Work item: Whenever a line of the listing contains the string "lamp", return that line.

Source data:
━━━━━━━━━━━━━━━━━━━━
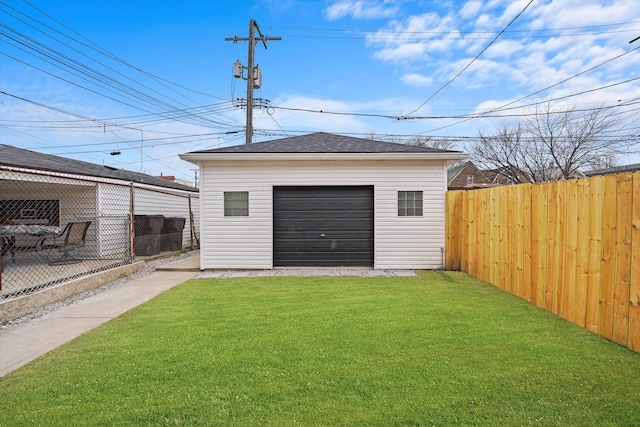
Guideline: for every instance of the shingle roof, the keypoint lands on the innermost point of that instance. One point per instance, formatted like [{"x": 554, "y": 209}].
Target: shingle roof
[
  {"x": 616, "y": 169},
  {"x": 455, "y": 170},
  {"x": 321, "y": 142},
  {"x": 19, "y": 157}
]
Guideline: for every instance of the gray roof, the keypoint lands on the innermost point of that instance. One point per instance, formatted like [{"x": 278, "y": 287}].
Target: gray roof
[
  {"x": 454, "y": 171},
  {"x": 19, "y": 157},
  {"x": 616, "y": 169},
  {"x": 321, "y": 142}
]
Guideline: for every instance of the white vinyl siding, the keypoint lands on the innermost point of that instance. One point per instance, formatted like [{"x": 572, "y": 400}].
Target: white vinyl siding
[{"x": 246, "y": 242}]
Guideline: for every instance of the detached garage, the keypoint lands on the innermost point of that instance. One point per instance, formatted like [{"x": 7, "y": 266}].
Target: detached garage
[{"x": 322, "y": 200}]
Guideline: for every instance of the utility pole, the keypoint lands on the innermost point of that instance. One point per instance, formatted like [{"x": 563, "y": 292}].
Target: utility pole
[{"x": 253, "y": 26}]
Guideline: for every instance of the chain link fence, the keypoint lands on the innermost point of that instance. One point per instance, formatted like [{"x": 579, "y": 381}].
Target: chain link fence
[{"x": 56, "y": 228}]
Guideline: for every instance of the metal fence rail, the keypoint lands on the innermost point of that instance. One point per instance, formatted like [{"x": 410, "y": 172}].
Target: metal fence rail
[{"x": 55, "y": 228}]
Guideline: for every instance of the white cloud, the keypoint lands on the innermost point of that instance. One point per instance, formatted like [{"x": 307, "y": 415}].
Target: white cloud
[
  {"x": 471, "y": 9},
  {"x": 360, "y": 9},
  {"x": 417, "y": 80}
]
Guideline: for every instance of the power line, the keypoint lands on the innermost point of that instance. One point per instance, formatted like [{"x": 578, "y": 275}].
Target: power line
[{"x": 473, "y": 60}]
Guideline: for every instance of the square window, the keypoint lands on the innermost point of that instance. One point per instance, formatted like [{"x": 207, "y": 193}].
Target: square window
[
  {"x": 236, "y": 203},
  {"x": 409, "y": 203}
]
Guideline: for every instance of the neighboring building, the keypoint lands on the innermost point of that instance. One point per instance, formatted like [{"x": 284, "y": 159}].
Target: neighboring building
[
  {"x": 466, "y": 175},
  {"x": 172, "y": 178},
  {"x": 616, "y": 169},
  {"x": 322, "y": 200},
  {"x": 45, "y": 189},
  {"x": 501, "y": 176}
]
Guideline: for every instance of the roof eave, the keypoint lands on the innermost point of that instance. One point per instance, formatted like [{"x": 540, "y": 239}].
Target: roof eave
[{"x": 197, "y": 158}]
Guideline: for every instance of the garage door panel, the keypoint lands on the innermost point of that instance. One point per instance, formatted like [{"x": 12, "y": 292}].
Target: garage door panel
[
  {"x": 343, "y": 214},
  {"x": 325, "y": 226},
  {"x": 334, "y": 245}
]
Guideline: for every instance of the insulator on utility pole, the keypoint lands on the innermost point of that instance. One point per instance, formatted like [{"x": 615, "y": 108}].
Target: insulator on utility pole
[
  {"x": 257, "y": 78},
  {"x": 254, "y": 75},
  {"x": 237, "y": 69}
]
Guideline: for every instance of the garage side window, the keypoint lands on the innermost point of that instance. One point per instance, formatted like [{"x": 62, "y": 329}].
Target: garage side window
[
  {"x": 236, "y": 203},
  {"x": 409, "y": 203}
]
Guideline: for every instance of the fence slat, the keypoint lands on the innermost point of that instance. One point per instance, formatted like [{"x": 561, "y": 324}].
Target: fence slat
[
  {"x": 571, "y": 250},
  {"x": 596, "y": 197},
  {"x": 608, "y": 265},
  {"x": 634, "y": 284},
  {"x": 623, "y": 260},
  {"x": 571, "y": 247},
  {"x": 558, "y": 250}
]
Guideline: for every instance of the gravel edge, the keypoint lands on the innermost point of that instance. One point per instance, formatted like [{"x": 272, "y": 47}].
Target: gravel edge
[{"x": 149, "y": 268}]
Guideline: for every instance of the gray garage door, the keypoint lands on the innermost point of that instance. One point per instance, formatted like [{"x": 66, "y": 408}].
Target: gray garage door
[{"x": 328, "y": 226}]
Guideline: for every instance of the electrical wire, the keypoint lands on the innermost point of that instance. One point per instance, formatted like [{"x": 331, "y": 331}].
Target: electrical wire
[{"x": 473, "y": 60}]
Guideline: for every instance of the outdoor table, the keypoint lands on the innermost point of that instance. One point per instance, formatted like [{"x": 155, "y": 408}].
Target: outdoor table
[{"x": 10, "y": 232}]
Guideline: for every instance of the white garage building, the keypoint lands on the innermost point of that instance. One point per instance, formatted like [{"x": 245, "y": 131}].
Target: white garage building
[{"x": 322, "y": 200}]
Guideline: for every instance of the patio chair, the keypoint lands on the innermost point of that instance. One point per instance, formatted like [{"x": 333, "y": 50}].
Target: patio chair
[{"x": 71, "y": 238}]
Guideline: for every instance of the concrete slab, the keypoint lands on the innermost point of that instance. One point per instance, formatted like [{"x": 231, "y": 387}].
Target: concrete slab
[
  {"x": 308, "y": 272},
  {"x": 27, "y": 341}
]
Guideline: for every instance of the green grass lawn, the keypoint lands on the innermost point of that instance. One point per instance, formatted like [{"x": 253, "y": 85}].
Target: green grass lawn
[{"x": 441, "y": 349}]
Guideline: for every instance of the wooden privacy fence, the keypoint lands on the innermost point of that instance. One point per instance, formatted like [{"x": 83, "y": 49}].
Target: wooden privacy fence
[{"x": 570, "y": 247}]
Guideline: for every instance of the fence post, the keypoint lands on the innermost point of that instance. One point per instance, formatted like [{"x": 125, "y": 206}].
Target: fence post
[{"x": 132, "y": 222}]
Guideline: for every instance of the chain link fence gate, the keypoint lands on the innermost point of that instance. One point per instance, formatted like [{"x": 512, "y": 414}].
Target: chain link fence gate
[{"x": 55, "y": 228}]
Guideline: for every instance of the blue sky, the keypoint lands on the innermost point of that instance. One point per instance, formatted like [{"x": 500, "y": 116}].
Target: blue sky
[{"x": 153, "y": 79}]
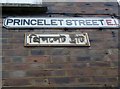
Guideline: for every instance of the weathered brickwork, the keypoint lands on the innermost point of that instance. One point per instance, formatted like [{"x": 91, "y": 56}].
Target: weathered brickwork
[{"x": 96, "y": 65}]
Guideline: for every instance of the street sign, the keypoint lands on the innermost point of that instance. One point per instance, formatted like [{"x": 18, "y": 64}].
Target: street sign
[{"x": 81, "y": 39}]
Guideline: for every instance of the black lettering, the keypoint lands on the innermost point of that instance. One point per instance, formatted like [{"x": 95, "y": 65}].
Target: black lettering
[
  {"x": 94, "y": 22},
  {"x": 40, "y": 22},
  {"x": 45, "y": 22},
  {"x": 60, "y": 21},
  {"x": 16, "y": 21},
  {"x": 9, "y": 21},
  {"x": 88, "y": 22},
  {"x": 53, "y": 22},
  {"x": 26, "y": 22},
  {"x": 101, "y": 21},
  {"x": 68, "y": 22},
  {"x": 81, "y": 22},
  {"x": 33, "y": 22},
  {"x": 75, "y": 21}
]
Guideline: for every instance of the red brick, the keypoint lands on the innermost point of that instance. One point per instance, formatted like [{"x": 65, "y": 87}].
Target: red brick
[
  {"x": 16, "y": 82},
  {"x": 38, "y": 73}
]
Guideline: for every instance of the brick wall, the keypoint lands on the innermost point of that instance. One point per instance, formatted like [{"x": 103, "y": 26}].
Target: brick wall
[{"x": 94, "y": 66}]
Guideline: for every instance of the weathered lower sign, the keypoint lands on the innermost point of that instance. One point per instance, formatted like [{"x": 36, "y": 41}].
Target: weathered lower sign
[
  {"x": 57, "y": 22},
  {"x": 57, "y": 39}
]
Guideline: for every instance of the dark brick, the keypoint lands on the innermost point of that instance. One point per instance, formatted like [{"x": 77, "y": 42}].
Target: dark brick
[
  {"x": 58, "y": 73},
  {"x": 78, "y": 52},
  {"x": 41, "y": 82},
  {"x": 38, "y": 73},
  {"x": 15, "y": 52},
  {"x": 6, "y": 59},
  {"x": 63, "y": 80},
  {"x": 80, "y": 58},
  {"x": 84, "y": 79},
  {"x": 100, "y": 79},
  {"x": 80, "y": 72},
  {"x": 7, "y": 35},
  {"x": 37, "y": 66},
  {"x": 16, "y": 82},
  {"x": 18, "y": 59},
  {"x": 37, "y": 52},
  {"x": 54, "y": 66},
  {"x": 78, "y": 65},
  {"x": 6, "y": 66},
  {"x": 20, "y": 66},
  {"x": 100, "y": 64}
]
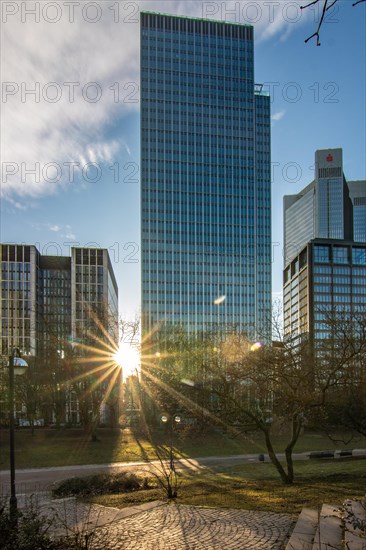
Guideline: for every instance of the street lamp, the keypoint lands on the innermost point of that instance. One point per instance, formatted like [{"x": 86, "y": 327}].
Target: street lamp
━━━━━━━━━━━━━━━━━━━━
Solution for this exercise:
Guideline: for every instance of the street lamp, the keypoint lands on the innermost point of that instance. One point per instance, formatted like [{"x": 86, "y": 327}].
Target: street lamp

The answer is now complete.